Objetivo da tarefa: Dê continuidade ao texto de origem abaixo, sobre a culpa atribuída à carne pela obesidade em Tonga, a partir da última frase apresentada.

Texto de origem:
____
Segundo os gênios bem-informados do G1, tais cortes de carne baratos e gordurosos são os culpados por destruírem a saúde do país.
Lá pelo meio do artigo, vem a pérola (grifo meu):
Mas a epidemia de obesidade não se deve apenas às fraldas de carneiro ou rabos de peru. Toneladas de carne enlatada são consumidas todos os anos ─ há latas de até 2,7 quilos.
Isso sem falar nos refrigerantes.
Ao que parece, Tonga é também o lar de grandes bebedores de refrigerante. Mas a culpa pelo diabetes e obesidade é da carne – aquele alimento que sendo cheio de gordura e proteína, virtualmente não eleva a glicemia e nem a insulinemia.
Entendeu, né ?
Eu fiz uma busca rápida, e achei o site da Fizz, uma organização que combate o consumo de refrigerante no mundo. O relatório deles de 2014 sobre consumo de refris e doenças nas ilhas do Pacífico está disponível aqui.
____
Dados do exercício:
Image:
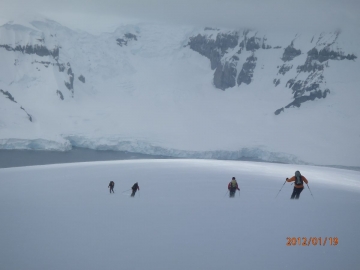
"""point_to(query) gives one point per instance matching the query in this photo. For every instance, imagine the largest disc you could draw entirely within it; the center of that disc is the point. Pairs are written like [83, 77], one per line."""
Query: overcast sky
[289, 14]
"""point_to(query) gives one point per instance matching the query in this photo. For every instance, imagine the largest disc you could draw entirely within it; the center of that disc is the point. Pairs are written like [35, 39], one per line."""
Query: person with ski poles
[135, 188]
[232, 187]
[111, 186]
[298, 180]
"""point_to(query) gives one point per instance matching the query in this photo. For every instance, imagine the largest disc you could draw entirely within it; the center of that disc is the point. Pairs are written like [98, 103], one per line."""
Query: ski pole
[310, 191]
[281, 188]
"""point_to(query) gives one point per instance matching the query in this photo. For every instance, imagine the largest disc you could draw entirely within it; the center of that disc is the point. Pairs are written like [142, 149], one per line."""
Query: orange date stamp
[304, 241]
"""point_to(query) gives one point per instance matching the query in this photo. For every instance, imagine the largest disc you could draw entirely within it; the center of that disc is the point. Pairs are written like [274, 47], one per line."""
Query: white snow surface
[63, 217]
[156, 96]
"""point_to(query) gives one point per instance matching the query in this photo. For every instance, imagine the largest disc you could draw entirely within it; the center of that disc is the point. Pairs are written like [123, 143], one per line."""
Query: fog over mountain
[223, 80]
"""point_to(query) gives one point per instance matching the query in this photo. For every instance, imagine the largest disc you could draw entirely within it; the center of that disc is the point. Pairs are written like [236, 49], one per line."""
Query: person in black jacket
[135, 188]
[111, 186]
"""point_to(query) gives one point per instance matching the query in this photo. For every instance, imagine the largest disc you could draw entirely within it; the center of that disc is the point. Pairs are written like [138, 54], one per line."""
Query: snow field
[63, 217]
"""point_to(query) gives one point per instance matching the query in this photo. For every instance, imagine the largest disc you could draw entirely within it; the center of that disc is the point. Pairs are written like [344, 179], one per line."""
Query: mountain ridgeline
[181, 91]
[234, 57]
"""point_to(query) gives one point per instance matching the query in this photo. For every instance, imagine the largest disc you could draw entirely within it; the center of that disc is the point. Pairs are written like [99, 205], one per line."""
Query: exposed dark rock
[70, 85]
[315, 59]
[58, 92]
[45, 63]
[33, 49]
[278, 111]
[313, 95]
[121, 42]
[247, 70]
[253, 44]
[224, 76]
[8, 95]
[310, 66]
[127, 37]
[29, 116]
[82, 78]
[213, 49]
[290, 53]
[284, 68]
[276, 82]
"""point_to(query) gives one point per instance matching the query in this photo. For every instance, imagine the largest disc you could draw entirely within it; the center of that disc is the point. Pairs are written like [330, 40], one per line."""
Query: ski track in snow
[63, 217]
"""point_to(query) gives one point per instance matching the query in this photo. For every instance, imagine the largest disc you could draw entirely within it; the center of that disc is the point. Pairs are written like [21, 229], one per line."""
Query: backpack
[298, 179]
[233, 184]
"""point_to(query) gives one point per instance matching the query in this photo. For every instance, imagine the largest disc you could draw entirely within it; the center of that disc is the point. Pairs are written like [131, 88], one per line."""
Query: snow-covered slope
[181, 91]
[63, 217]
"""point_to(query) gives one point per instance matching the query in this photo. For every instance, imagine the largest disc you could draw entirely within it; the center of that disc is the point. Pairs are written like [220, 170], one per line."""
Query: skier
[232, 187]
[135, 188]
[111, 186]
[298, 185]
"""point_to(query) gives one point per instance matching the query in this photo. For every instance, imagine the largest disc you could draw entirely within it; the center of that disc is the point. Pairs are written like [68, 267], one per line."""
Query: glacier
[181, 91]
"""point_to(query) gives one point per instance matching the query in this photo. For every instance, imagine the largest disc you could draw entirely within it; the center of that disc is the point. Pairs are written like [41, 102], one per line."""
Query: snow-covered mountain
[181, 91]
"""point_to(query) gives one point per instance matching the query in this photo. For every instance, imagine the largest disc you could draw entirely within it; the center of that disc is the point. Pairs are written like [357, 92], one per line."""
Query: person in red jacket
[135, 188]
[298, 185]
[232, 187]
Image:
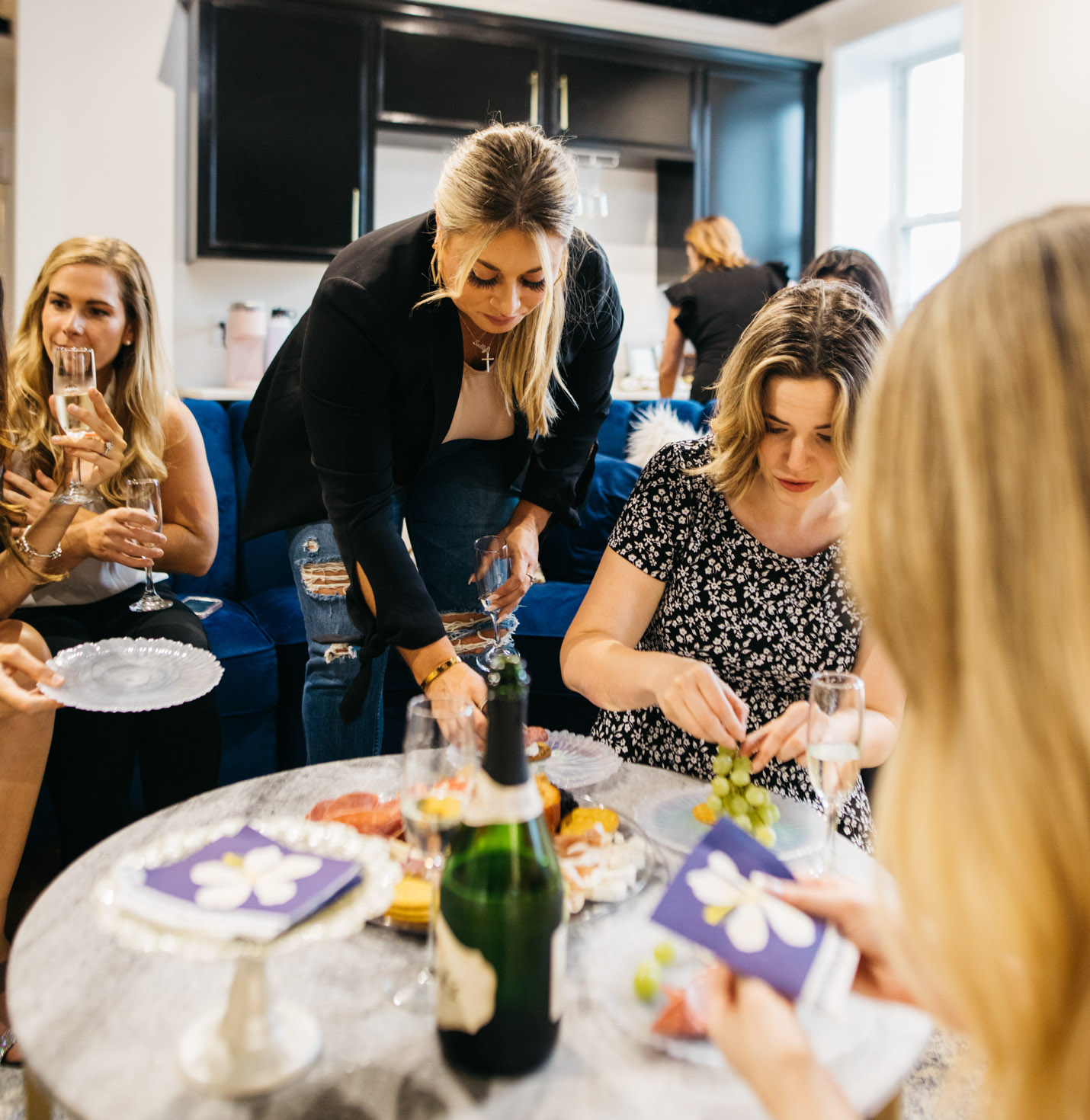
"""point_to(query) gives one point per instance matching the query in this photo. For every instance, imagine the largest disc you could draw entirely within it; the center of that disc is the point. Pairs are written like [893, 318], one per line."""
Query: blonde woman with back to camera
____
Saída esperada:
Trago aqui alguns trechos do relatório:
As ilhas e territórios do Pacífico (PICTs) têm uma das taxas mais altas de obesidade e diabetes no mundo. Pesquisas já demonstram uma ligação forte entre o consumo de bebidas açucaradas (SSBs) e o risco subsequente de sobrepeso, obesidade, cáries e diabetes tipo 2. Para abordar o impacto das SSBs sobre as doenças não-transmissíveis, é crucial compreender o nível de seu consumo nas PICTs.
E continua
O volume de importação de refrigerantes foi uma maneira factível de estimar o consumo total dessas bebidas nas PICTs, e de avaliar as tendências ao longo do tempo. 7 dos 11 PICTs contatados que não produzem refrigerantes foram capazes de prover o volume de bebida importada. Em 2011, a estimativa de consumo de refrigerantes por pessoa foi de:
- 84 litros em Palau
- 47 litros nas Ilhas Marianas
- 41 litros em Niue
- 31 litros em Tonga
- 22 litros nos Estados Federados da Micronésia
- 8 litros em Tuvalu
- 1 litro em Kiribati
Veja bem, bebe-se menos refri em Tonga do que no Brasil (90 litros/pessoa/ano) e nos EUA (160 litros/pessoa/ano). O que poderia explicar então o fato deles serem mais diabéticos que nós ? Bem, a reportagem do G1 deu pelo menos essa bola dentro: os povos do Pacífico, bem como os nativos americanos, parecem ter uma genética bastante sensível à comida-lixo: eles têm uma capacidade enorme de acumular gordura, e especula-se que isso seja um traço útil para épocas de escassez.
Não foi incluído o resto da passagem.